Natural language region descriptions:
----------------------------------------
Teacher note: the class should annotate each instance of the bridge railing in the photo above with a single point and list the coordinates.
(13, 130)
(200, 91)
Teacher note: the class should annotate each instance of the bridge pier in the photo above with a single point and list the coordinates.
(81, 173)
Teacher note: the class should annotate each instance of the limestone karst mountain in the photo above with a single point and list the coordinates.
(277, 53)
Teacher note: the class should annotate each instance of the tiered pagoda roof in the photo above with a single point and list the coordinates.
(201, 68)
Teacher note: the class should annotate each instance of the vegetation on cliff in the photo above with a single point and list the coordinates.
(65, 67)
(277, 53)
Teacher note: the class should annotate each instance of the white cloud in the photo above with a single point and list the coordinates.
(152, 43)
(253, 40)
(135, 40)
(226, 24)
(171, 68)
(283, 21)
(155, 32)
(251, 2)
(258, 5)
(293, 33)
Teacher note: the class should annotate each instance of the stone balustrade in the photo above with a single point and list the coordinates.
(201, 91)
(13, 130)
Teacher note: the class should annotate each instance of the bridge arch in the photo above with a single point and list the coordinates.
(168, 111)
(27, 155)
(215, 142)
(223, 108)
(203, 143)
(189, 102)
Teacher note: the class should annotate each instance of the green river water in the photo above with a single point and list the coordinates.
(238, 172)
----------------------------------------
About this task: Using the data above, reproduce every line exactly.

Written response:
Teacher note: the class should annotate each instance of the bridge railing in the photo above with a single point and list the coordinates.
(13, 130)
(200, 91)
Teacher note: the class should annotate each instance of the bridge pier in the photo above with a single point and list the coordinates.
(81, 173)
Teacher note: the class should annotate each instance of the limestone karst mountain in the photo above with a single point and list the coordinates.
(277, 53)
Teacher note: the class should annotate each instance of the tiered pagoda roof in the photo above with a single point and list the coordinates.
(201, 68)
Teacher note: the class should annotate each instance of the vegetation on cliff in the photo above with a single point and list the coordinates.
(65, 67)
(277, 53)
Teacher note: the class should annotate each instance of the white cloud in the photo above with a single point and list the coordinates.
(152, 43)
(253, 40)
(135, 40)
(226, 24)
(171, 68)
(283, 21)
(155, 32)
(251, 2)
(258, 5)
(293, 33)
Teacher note: the class should annotate each instance of the stone balustrade in the photo above with a single point and list the coordinates.
(201, 91)
(13, 130)
Teacher note: the class should annotate each instance of the bridge arch in the photo above with a single point and list the coordinates.
(168, 111)
(27, 155)
(215, 142)
(223, 108)
(203, 143)
(189, 102)
Teacher note: the class should annotate each instance of the green river water in the photo above with a single point and list the coordinates.
(238, 172)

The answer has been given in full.